[Data entries]
- - - - - - -

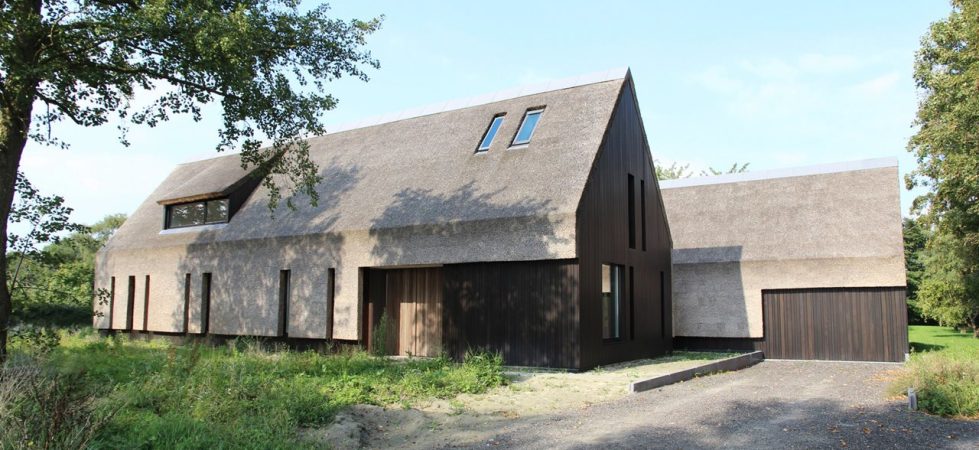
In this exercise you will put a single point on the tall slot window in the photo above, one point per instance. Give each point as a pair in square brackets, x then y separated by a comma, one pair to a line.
[487, 141]
[642, 211]
[284, 303]
[526, 131]
[112, 301]
[187, 303]
[632, 303]
[632, 211]
[205, 303]
[612, 281]
[331, 283]
[130, 303]
[662, 304]
[146, 303]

- - - - - - -

WORK TASK: Please give the records again word for word, omitting all images.

RESPONSE:
In this exercise you will put a single point on the tall slot window in the photo above, one point per instance. Give each point as a pair in square brackets, x then y separated by a comma, one pair to a line.
[487, 141]
[642, 211]
[284, 303]
[526, 131]
[112, 301]
[187, 303]
[632, 303]
[632, 211]
[205, 303]
[612, 281]
[331, 283]
[130, 303]
[662, 304]
[146, 303]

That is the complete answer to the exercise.